§ **WHAT THIS TASK INVOLVES**
Copy out each line of the entries where the word "below" is present.
- - - - - - -
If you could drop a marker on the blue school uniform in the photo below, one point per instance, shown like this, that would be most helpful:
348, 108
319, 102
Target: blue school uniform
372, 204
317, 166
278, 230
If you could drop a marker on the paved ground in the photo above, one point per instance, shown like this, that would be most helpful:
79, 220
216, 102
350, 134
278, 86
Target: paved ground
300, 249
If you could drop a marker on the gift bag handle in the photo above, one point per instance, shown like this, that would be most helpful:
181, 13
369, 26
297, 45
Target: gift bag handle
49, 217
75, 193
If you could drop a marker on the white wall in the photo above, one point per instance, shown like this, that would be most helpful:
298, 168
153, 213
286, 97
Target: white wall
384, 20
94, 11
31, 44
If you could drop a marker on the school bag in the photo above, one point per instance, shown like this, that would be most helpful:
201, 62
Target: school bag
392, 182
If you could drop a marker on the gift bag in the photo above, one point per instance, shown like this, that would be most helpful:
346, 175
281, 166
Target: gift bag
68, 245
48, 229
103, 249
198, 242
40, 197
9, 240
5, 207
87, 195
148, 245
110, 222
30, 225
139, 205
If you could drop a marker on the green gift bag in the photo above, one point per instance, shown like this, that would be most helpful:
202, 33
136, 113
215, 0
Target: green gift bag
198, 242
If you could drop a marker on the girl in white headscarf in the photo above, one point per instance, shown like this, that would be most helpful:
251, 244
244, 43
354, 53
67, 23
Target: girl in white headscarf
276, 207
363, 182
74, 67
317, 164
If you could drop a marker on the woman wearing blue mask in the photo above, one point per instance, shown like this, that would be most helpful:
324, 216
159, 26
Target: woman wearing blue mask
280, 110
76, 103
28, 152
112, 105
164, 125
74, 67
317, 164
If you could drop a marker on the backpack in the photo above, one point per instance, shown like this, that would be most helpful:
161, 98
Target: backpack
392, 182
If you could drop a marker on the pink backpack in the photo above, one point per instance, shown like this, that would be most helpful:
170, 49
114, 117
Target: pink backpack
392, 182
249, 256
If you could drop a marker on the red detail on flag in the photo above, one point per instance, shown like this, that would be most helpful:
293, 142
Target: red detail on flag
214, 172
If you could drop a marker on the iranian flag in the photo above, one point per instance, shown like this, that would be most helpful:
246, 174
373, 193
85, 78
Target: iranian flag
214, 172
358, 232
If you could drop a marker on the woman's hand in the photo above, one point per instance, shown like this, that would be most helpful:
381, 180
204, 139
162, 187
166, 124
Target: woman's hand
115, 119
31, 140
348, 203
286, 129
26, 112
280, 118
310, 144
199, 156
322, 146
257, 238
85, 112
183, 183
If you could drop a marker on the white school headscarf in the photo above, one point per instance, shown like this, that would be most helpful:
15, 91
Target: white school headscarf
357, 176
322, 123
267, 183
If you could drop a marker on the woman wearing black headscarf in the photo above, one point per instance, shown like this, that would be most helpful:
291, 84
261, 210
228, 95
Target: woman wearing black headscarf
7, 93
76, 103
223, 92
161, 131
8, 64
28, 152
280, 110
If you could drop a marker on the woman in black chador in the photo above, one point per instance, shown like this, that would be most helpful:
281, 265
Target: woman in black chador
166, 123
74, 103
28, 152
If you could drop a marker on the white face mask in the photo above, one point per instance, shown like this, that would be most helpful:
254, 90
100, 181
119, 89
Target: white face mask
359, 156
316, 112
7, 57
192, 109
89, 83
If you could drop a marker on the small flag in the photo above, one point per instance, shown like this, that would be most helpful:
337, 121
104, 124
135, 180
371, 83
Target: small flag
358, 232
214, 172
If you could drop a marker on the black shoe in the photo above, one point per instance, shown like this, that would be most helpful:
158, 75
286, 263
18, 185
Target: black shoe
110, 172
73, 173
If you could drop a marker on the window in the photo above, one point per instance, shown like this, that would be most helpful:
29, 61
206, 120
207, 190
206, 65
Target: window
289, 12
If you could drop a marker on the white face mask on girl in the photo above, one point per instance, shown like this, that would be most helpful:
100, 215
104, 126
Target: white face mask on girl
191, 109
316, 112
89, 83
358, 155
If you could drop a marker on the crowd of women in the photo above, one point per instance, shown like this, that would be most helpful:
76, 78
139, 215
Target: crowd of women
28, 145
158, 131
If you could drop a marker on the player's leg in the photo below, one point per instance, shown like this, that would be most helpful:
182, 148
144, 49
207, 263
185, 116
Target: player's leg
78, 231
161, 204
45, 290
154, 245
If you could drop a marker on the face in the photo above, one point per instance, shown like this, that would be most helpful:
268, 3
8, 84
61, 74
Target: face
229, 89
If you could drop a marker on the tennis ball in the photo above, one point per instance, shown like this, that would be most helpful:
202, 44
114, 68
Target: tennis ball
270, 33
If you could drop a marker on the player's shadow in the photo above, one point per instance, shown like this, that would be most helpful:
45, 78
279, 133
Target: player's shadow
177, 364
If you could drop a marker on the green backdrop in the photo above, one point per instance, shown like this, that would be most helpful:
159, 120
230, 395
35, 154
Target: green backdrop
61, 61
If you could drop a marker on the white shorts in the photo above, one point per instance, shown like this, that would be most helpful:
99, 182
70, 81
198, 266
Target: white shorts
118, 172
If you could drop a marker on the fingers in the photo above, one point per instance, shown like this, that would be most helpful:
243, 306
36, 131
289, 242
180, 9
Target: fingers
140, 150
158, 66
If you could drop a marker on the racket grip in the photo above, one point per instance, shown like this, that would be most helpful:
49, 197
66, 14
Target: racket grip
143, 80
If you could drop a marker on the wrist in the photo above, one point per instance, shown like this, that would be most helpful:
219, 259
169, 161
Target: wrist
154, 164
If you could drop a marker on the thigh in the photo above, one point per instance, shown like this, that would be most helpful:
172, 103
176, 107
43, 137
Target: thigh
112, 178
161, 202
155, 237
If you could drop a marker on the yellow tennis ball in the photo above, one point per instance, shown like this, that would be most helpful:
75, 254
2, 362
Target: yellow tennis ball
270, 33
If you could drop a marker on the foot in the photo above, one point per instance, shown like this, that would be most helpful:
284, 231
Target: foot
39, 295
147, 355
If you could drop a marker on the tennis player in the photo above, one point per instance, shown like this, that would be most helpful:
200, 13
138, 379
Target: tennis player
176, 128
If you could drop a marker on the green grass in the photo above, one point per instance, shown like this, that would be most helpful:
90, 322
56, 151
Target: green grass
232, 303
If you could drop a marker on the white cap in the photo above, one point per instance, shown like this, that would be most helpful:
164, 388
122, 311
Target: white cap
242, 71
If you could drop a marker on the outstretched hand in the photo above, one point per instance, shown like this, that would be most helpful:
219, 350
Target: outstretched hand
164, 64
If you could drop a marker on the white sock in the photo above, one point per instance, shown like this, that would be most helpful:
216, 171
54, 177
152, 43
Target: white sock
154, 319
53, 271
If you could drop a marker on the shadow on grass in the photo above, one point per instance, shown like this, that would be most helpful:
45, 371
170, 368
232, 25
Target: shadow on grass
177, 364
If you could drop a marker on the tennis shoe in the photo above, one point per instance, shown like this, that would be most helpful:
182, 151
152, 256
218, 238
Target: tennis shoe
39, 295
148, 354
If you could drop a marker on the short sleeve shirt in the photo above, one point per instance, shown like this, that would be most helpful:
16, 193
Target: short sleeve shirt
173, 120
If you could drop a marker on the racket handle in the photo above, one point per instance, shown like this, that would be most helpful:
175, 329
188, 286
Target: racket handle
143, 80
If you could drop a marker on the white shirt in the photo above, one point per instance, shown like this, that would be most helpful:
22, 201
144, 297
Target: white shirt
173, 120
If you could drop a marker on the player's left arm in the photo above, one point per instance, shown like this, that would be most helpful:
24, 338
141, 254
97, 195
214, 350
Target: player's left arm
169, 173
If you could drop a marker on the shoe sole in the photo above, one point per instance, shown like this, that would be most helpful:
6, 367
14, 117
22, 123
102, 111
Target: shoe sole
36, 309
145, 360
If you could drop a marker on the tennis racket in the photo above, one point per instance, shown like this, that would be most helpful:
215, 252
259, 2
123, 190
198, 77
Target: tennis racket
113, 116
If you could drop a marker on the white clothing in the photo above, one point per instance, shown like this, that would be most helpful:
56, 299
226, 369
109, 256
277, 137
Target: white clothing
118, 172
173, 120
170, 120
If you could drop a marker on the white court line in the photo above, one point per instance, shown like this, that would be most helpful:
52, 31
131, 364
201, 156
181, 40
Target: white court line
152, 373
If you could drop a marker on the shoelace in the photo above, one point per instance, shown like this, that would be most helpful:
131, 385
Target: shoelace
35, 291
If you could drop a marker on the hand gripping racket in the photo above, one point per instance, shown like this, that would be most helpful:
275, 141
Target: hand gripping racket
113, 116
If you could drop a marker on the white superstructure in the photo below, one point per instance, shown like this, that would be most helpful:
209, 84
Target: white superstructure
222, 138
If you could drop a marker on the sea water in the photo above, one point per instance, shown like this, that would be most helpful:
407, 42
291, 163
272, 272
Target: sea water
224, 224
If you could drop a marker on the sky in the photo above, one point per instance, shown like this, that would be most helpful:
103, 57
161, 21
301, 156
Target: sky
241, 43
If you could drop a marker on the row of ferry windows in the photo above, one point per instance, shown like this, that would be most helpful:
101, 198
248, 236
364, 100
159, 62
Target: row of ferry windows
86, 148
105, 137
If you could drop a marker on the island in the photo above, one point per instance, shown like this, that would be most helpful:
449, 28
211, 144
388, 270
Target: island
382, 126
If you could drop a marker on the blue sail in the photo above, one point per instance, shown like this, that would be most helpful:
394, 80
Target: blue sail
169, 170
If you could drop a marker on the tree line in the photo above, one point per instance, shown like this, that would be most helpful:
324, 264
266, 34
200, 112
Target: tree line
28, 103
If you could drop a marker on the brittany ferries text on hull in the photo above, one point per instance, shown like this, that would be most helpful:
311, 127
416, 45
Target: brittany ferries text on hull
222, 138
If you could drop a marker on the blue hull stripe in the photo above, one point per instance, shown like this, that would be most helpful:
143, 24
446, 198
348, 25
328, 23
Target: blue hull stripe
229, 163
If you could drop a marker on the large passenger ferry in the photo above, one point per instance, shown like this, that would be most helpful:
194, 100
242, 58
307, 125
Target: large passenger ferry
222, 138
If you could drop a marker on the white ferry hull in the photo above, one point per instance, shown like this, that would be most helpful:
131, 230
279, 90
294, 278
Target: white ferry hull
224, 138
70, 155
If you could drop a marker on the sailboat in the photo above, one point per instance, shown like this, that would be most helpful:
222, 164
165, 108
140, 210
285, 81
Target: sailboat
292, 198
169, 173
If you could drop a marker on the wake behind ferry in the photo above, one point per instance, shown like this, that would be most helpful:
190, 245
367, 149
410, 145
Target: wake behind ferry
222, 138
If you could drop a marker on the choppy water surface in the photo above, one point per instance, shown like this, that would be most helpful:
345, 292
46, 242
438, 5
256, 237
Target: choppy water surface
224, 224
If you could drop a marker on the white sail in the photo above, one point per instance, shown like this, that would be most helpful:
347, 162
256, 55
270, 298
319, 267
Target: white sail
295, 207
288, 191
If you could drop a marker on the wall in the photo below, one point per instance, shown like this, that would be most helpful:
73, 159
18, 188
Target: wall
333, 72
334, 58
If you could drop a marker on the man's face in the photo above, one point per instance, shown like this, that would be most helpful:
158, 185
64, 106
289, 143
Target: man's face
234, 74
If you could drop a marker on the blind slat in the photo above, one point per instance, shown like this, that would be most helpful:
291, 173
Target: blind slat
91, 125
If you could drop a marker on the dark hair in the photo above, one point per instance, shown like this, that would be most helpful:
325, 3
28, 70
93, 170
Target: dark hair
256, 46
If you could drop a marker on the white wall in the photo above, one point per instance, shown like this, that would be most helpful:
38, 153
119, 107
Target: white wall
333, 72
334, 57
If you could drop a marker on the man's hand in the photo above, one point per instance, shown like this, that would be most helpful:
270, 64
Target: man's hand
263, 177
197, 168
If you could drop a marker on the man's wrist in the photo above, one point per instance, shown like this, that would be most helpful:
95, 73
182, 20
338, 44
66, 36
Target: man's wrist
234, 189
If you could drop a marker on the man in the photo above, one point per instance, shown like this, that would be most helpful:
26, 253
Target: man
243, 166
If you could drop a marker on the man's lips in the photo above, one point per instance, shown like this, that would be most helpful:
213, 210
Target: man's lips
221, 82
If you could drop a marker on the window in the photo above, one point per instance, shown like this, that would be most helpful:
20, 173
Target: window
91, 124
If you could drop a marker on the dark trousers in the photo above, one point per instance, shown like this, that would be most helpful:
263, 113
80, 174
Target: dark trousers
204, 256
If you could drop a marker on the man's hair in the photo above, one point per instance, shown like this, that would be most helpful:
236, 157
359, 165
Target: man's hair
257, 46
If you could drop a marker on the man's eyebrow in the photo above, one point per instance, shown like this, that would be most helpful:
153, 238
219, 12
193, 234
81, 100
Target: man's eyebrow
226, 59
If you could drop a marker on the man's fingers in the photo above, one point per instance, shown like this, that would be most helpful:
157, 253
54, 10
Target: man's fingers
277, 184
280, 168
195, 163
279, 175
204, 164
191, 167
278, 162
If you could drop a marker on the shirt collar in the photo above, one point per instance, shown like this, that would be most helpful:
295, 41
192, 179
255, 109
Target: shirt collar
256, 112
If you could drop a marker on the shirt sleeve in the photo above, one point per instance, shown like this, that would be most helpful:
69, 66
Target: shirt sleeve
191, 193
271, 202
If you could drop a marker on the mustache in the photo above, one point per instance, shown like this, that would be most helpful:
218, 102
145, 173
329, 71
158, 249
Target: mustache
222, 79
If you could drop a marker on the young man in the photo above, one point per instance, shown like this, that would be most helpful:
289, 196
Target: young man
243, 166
- - - - - - -
§ **SOLUTION TO THIS TASK**
If you could drop a marker on the blue school uniform in the photo below, one point per instance, shown like this, that would be most helpful:
If you could drop a marker on the player's leg in the photo below, one point per instance, shown like this, that would be most helpful:
If you could drop a marker on the white superstructure in the photo below, one point per instance, shown like this, that would be most helpful:
If you could drop a marker on the wall in the photo below, one point per instance, shown like this, that would be most helpful:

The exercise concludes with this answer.